### Work required
Reproduce the lines of each item below without any change.

### A run of items
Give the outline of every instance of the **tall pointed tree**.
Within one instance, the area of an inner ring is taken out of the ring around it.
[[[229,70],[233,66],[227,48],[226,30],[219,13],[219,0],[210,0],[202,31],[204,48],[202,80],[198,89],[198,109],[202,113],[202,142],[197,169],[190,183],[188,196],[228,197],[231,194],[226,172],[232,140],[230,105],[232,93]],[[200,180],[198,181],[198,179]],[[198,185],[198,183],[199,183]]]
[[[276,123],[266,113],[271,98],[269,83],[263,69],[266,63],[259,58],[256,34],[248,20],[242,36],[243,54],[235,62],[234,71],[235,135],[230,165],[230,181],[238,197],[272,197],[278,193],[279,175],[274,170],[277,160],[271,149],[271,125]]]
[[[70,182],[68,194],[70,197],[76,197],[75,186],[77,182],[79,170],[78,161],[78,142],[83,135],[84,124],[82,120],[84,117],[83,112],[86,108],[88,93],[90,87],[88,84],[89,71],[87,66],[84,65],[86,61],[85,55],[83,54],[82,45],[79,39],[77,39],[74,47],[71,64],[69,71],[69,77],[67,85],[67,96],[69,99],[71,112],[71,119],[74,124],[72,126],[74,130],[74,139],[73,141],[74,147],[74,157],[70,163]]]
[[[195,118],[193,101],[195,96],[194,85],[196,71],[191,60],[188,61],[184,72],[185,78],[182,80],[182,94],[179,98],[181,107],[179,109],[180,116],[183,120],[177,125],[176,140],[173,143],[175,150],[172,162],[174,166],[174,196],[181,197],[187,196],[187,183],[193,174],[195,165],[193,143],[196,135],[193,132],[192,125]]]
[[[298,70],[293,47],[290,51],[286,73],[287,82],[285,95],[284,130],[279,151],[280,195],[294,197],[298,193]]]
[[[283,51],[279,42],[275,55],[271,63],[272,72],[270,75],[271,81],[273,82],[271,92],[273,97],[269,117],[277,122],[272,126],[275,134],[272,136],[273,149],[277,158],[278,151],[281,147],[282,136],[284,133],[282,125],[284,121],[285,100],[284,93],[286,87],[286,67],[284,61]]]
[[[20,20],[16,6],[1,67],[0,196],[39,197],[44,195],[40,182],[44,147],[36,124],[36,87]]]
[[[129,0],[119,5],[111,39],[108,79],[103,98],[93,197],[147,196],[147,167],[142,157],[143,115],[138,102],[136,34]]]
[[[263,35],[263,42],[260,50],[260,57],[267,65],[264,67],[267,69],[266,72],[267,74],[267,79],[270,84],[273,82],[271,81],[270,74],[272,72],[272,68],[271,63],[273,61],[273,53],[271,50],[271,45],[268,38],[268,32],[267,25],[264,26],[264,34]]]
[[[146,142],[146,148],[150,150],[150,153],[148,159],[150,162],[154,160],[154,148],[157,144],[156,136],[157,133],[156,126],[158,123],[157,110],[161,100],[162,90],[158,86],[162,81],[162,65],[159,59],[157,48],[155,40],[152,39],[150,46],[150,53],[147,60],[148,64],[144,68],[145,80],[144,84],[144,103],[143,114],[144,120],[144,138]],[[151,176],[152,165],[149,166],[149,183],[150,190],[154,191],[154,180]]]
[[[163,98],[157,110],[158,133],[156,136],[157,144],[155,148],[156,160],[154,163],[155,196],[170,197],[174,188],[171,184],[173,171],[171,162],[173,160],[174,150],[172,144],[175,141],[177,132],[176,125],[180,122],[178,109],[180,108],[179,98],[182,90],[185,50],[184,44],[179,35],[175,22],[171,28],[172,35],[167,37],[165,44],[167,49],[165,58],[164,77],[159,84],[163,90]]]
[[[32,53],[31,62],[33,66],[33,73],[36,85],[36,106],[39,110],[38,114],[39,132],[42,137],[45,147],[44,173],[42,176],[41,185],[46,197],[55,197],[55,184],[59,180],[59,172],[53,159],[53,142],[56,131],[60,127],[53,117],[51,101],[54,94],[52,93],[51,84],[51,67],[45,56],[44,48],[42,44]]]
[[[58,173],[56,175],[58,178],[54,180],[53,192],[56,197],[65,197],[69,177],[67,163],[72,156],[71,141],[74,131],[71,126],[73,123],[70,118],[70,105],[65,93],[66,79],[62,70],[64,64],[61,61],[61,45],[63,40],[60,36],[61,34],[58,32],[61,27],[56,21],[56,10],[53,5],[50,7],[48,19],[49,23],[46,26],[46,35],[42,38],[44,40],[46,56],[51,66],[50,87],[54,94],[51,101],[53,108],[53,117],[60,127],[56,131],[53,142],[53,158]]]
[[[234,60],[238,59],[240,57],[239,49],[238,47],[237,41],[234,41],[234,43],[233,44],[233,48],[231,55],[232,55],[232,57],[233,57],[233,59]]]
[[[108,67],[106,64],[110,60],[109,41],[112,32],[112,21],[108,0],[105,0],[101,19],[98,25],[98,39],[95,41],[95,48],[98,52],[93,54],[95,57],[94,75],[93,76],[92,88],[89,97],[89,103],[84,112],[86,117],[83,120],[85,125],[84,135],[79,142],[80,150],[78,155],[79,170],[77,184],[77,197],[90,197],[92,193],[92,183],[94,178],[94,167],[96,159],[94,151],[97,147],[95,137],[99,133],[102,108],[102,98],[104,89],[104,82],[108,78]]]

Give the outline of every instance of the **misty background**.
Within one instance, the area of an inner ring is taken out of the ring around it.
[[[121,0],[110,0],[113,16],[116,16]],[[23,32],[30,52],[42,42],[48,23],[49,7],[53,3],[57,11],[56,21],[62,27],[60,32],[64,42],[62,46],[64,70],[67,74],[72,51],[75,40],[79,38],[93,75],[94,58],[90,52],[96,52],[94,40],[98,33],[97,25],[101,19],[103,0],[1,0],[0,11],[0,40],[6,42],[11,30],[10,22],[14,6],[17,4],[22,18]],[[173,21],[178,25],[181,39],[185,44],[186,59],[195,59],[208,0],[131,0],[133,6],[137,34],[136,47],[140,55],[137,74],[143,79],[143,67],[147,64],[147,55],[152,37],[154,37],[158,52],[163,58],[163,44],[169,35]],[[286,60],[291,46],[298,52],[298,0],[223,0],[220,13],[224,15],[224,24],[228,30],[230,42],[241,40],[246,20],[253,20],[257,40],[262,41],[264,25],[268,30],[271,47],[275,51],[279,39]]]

### Full solution
Give the outline of every instance of the **tall pointed tree**.
Within one instance, the area of an inner ring is taken out of the ring around it.
[[[229,70],[233,66],[227,48],[226,30],[219,13],[219,0],[210,0],[202,31],[204,48],[202,80],[198,89],[198,109],[202,113],[202,142],[197,169],[190,183],[188,196],[228,197],[231,194],[226,172],[232,140],[230,105],[232,93]],[[200,180],[198,181],[198,179]],[[198,185],[198,183],[199,183]]]
[[[276,123],[266,113],[271,98],[269,83],[263,69],[266,63],[259,58],[256,34],[248,20],[242,36],[243,54],[235,62],[234,71],[235,135],[230,165],[230,181],[238,197],[272,197],[278,193],[279,175],[274,170],[277,160],[271,149],[271,125]]]
[[[70,182],[68,194],[70,197],[76,197],[75,186],[77,182],[79,170],[78,161],[78,142],[83,135],[84,124],[82,120],[84,117],[83,112],[86,108],[88,93],[90,87],[88,84],[89,71],[87,66],[84,65],[86,61],[85,55],[83,54],[82,45],[79,39],[77,39],[74,47],[71,64],[69,71],[69,77],[67,85],[67,96],[69,99],[71,112],[71,119],[74,124],[72,126],[74,130],[74,139],[73,141],[74,147],[74,157],[70,163]]]
[[[195,118],[193,101],[195,96],[194,85],[196,71],[191,60],[188,61],[184,72],[185,78],[182,80],[182,94],[179,98],[181,107],[179,109],[180,116],[183,120],[177,125],[176,140],[173,143],[175,150],[172,162],[174,166],[174,196],[181,197],[187,196],[187,183],[193,174],[195,165],[193,143],[196,135],[193,132],[192,125]]]
[[[298,70],[293,47],[290,51],[286,73],[287,82],[285,95],[284,130],[279,151],[280,195],[294,197],[298,193]]]
[[[283,51],[279,42],[275,55],[271,63],[272,72],[270,75],[271,81],[273,82],[271,92],[273,97],[269,117],[277,122],[272,126],[275,134],[272,136],[273,149],[277,158],[278,151],[281,147],[282,136],[284,133],[282,125],[284,121],[285,100],[284,93],[286,87],[286,67],[284,61]]]
[[[20,20],[16,6],[1,67],[0,196],[39,197],[44,195],[40,182],[44,147],[36,124],[36,87]]]
[[[129,0],[119,5],[111,39],[108,79],[103,98],[93,197],[147,196],[147,167],[142,157],[143,115],[138,102],[136,34]]]
[[[263,35],[263,42],[260,50],[260,57],[267,65],[264,67],[267,69],[266,72],[267,74],[267,79],[270,84],[273,82],[271,81],[270,74],[272,72],[272,68],[271,63],[273,61],[273,53],[271,50],[271,45],[268,38],[268,32],[267,25],[264,26],[264,34]]]
[[[146,142],[146,148],[150,150],[150,153],[148,159],[150,162],[154,160],[154,148],[157,144],[156,136],[157,133],[156,126],[158,123],[157,110],[161,100],[162,90],[158,86],[162,81],[162,65],[159,59],[157,48],[155,40],[152,39],[150,46],[150,53],[147,60],[148,64],[144,68],[145,80],[144,84],[144,103],[143,114],[144,120],[144,138]],[[151,176],[152,165],[149,166],[149,183],[150,190],[154,191],[154,180]]]
[[[163,98],[157,110],[158,133],[156,136],[157,144],[155,148],[156,160],[154,163],[155,196],[170,197],[174,188],[171,184],[173,171],[171,162],[173,160],[174,150],[172,144],[175,141],[177,132],[176,125],[180,122],[178,109],[180,108],[179,98],[182,90],[185,50],[184,44],[179,35],[175,22],[171,28],[172,35],[167,37],[165,44],[167,49],[165,58],[164,77],[159,84],[163,90]]]
[[[32,53],[31,62],[33,66],[33,73],[36,85],[36,106],[39,110],[38,114],[39,132],[42,137],[45,147],[44,173],[42,176],[41,185],[46,197],[55,197],[55,184],[59,180],[59,172],[53,159],[53,142],[56,131],[60,127],[53,117],[51,101],[54,94],[52,93],[51,84],[51,67],[45,56],[44,48],[42,44]]]
[[[58,173],[56,175],[58,178],[54,180],[53,192],[56,197],[65,197],[69,177],[67,163],[72,156],[71,141],[74,131],[71,126],[73,123],[70,118],[70,105],[65,93],[66,79],[62,70],[64,64],[61,61],[61,45],[63,40],[60,36],[61,34],[58,32],[61,27],[56,21],[56,10],[53,5],[50,7],[48,19],[49,23],[46,26],[46,35],[42,38],[44,40],[46,56],[51,66],[50,87],[54,94],[51,101],[53,108],[53,117],[60,127],[56,131],[53,142],[53,158]]]
[[[234,60],[238,59],[240,57],[239,49],[238,47],[237,41],[234,41],[234,43],[233,44],[233,48],[231,55],[232,55],[232,57],[233,57],[233,59]]]
[[[108,67],[106,64],[110,60],[109,41],[112,32],[112,21],[108,0],[105,0],[101,19],[98,25],[98,39],[95,41],[95,48],[98,52],[93,54],[95,57],[94,75],[93,76],[92,88],[89,97],[89,103],[84,112],[86,117],[83,120],[85,125],[84,135],[79,142],[80,150],[78,155],[79,170],[77,184],[77,197],[90,197],[92,193],[92,183],[94,178],[94,167],[96,159],[94,151],[97,147],[95,137],[99,133],[102,108],[102,98],[104,89],[104,82],[108,78]]]

Give the outline of every instance of the **misty background**.
Within one instance, the area of an inner ring is taken out of the ring around it.
[[[121,0],[110,0],[113,16],[116,16]],[[23,32],[30,52],[42,42],[48,23],[49,7],[53,3],[57,11],[56,21],[62,27],[60,32],[64,42],[62,46],[64,70],[67,74],[72,51],[75,40],[79,38],[93,75],[94,58],[90,52],[96,52],[94,40],[98,33],[97,25],[101,19],[103,0],[1,0],[0,11],[0,40],[6,42],[11,30],[10,22],[14,6],[17,4],[22,18]],[[173,21],[178,25],[181,39],[185,44],[186,59],[195,59],[208,0],[131,0],[133,6],[137,34],[136,47],[140,55],[137,74],[143,79],[143,67],[147,64],[147,55],[152,37],[154,37],[158,52],[163,58],[163,44],[169,35]],[[286,60],[291,46],[298,52],[298,0],[223,0],[220,13],[224,15],[224,24],[228,30],[230,42],[241,40],[246,20],[253,20],[257,40],[262,41],[264,25],[268,30],[271,47],[275,51],[279,39]]]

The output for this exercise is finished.